TASK DETAILS: In the bench press thread below, explain in one to three sentences why Rossy Balboa says the bar does not need to come all the way down to the chest.

PAGE EXTRACT:

# Who is stronger?



## Freddo (Feb 22, 2009)

The guy who benches 100kg with perfect form, touching his chest with the bar, and all the way up, or the guy who benches 120 kg who does not touch his chest but come half way down?


----------



## Rossy Balboa (Nov 6, 2008)

No need to touch your chest when pressing mate!


----------



## stavmangr (Nov 25, 2008)

Obviously the first.Exept if the later can press 110 with perfect form....


----------



## GHS (Oct 6, 2008)

No need to touch your chest? What are you on about mate?

Obviously the 100kg lifter as the 120kg lifter isn't performing a bench press.

If we're talking a proper bench comp rules.

GHS


----------



## Freddo (Feb 22, 2009)

I think you get more movement within the chest and hit more muscle fibers if you touch your chest, or you come within an inch, im not a fan of people benching big weight, and coming halfway down.


----------



## miles2345 (Mar 26, 2008)

Rossy Balboa said:


> No need to touch your chest when pressing mate!


guess you'd be the guy doing 120 half reps then :laugh:


----------



## Rossy Balboa (Nov 6, 2008)

GHS said:


> No need to touch your chest? What are you on about mate?
> 
> Obviously the 100kg lifter as the 120kg lifter isn't performing a bench press.
> 
> ...


There is no need to bring the bar all the way down to your chest,down to an L shape is perfectly visable


----------



## Jake H (Oct 31, 2008)

Rossy Balboa said:


> There is no need to bring the bar all the way down to your chest,down to an L shape is perfectly visable


lol no because you don't get the proper stretch of the negative.


----------



## Tall (Aug 14, 2007)

Freddo said:


> The guy who benches 100kg with perfect form, touching his chest with the bar, and all the way up, or the guy who benches 120 kg who does not touch his chest but come half way down?


Stronger where?

Pecs - more than likely the 100kg guy.

Triceps - possibly the 120kg guy.

No offence but the question has too many missing variables to answer.


----------



## Tall (Aug 14, 2007)

Rossy Balboa said:


> No need to touch your chest when pressing mate!


Why do you (mistakenly) beleive this to be the case


----------



## Rossy Balboa (Nov 6, 2008)

I've recently just stopped in on a personal training seminar that my mate was attending for his personal training qualifications and they are infact telling people to stop advising a "full" rep down to the chest and just to take it to an L.....if you guys are wondering why i am coming out with this patter!


----------



## miles2345 (Mar 26, 2008)

cos he doesnttouch his chest when he benches


----------



## dmcc (Nov 25, 2007)

Rossy Balboa said:


> No need to touch your chest when pressing mate!


If you don't it won't count in comp.


----------



## Freddo (Feb 22, 2009)

why would you not touch your chest? or go an inch within it? you get more movement!


----------



## GHS (Oct 6, 2008)

Rossy Balboa said:


> There is no need to bring the bar all the way down to your chest,down to an L shape is perfectly visable


 :lol:

Beeen to a lot of powerlifting/bench comps I take it :whistling:

GHS


----------



## Rossy Balboa (Nov 6, 2008)

DATASET ENTRIES:
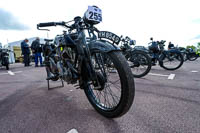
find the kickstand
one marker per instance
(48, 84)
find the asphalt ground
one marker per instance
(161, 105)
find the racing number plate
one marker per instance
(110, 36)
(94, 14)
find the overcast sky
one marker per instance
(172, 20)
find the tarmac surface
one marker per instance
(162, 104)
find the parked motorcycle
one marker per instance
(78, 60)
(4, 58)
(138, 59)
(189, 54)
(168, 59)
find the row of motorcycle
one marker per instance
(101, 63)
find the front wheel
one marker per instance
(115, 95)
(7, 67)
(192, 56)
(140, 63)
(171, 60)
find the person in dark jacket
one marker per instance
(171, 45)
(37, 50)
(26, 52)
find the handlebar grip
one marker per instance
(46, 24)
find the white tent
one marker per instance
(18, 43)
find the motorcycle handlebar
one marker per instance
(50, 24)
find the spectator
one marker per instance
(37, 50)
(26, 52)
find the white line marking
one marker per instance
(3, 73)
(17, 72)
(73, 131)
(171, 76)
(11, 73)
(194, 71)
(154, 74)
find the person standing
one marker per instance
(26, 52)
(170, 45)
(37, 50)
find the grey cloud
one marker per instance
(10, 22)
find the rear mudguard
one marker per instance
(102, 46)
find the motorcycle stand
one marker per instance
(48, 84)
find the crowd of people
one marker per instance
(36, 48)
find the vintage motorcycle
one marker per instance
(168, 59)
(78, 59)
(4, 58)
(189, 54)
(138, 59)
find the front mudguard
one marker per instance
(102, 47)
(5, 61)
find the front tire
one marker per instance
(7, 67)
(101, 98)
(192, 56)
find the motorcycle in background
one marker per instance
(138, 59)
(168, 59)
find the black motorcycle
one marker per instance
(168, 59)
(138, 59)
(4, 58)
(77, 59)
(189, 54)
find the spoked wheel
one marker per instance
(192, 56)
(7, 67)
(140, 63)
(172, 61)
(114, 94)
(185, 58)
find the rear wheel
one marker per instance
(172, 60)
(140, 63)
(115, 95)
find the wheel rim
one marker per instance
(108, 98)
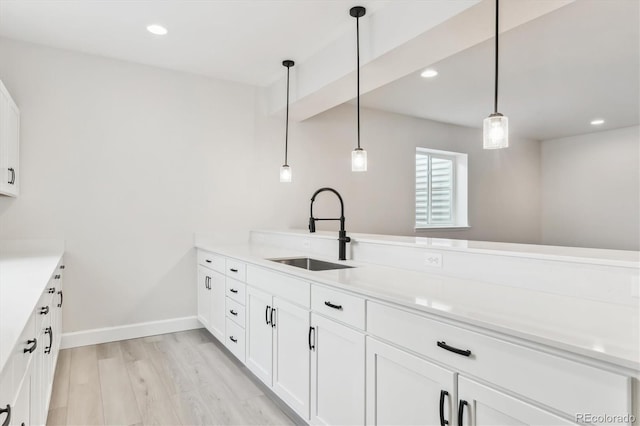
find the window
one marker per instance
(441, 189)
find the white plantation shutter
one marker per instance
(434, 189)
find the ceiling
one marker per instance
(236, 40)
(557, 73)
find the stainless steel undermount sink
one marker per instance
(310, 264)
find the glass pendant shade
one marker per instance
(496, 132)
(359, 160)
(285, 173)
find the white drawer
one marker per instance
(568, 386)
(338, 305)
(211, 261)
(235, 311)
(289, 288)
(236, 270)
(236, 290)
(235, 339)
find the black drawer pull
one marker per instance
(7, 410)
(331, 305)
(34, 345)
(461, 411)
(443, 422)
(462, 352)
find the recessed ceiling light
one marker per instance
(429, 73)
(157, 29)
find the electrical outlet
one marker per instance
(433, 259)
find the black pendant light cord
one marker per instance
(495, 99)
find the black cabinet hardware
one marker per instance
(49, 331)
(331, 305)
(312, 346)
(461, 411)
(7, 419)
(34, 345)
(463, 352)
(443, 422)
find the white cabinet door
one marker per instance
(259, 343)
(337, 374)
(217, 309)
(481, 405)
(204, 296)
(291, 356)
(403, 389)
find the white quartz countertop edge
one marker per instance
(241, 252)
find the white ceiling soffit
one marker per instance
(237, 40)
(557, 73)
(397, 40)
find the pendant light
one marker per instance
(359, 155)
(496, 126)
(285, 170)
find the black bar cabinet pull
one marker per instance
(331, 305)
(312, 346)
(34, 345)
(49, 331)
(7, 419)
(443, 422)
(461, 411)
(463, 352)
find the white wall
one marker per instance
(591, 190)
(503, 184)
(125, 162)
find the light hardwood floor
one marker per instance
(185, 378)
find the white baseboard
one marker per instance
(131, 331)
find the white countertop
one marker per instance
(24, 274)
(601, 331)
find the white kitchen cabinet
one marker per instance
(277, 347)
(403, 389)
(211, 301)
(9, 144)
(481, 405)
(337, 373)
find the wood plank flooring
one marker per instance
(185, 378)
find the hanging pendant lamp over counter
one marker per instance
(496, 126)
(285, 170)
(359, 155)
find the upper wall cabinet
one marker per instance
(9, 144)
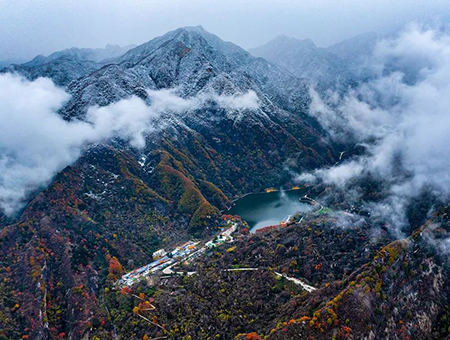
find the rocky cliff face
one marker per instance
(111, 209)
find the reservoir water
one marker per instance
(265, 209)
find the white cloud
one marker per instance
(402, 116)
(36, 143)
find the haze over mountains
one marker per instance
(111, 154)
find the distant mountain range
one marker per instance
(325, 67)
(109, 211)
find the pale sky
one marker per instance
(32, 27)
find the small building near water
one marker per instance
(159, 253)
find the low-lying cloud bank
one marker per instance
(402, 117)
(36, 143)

SOLUTION TO THE EXERCISE: Rossy Balboa had recently sat in on a personal training seminar that a friend was attending for personal training qualifications. There, people were being told to stop advising a "full" rep down to the chest and to take the bar only down to an L shape.